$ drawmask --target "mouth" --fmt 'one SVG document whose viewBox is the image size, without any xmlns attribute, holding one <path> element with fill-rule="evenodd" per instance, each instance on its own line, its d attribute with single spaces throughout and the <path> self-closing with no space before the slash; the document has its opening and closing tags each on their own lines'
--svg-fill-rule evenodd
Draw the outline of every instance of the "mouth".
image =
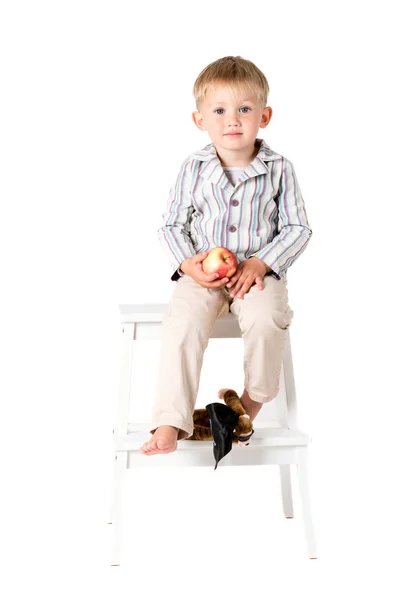
<svg viewBox="0 0 414 600">
<path fill-rule="evenodd" d="M 228 137 L 237 137 L 238 135 L 242 135 L 241 133 L 225 133 L 224 135 Z"/>
</svg>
————————
■ **Exercise objective**
Transcribe every line of the data exactly. No pictures go in the copy.

■ **Task answer**
$ drawmask --target "mouth" --fmt 'one SVG document whose viewBox is the image size, without any xmlns attribute, holding one <path> element with fill-rule="evenodd" per instance, each instance on its own line, its d attribute with single spaces throughout and the <path> self-closing with no space before the slash; the document has its opening and closing tags each on their own lines'
--svg-fill-rule evenodd
Draw the outline of every instance of the "mouth".
image =
<svg viewBox="0 0 414 600">
<path fill-rule="evenodd" d="M 228 137 L 237 137 L 238 135 L 242 135 L 241 133 L 225 133 L 224 135 Z"/>
</svg>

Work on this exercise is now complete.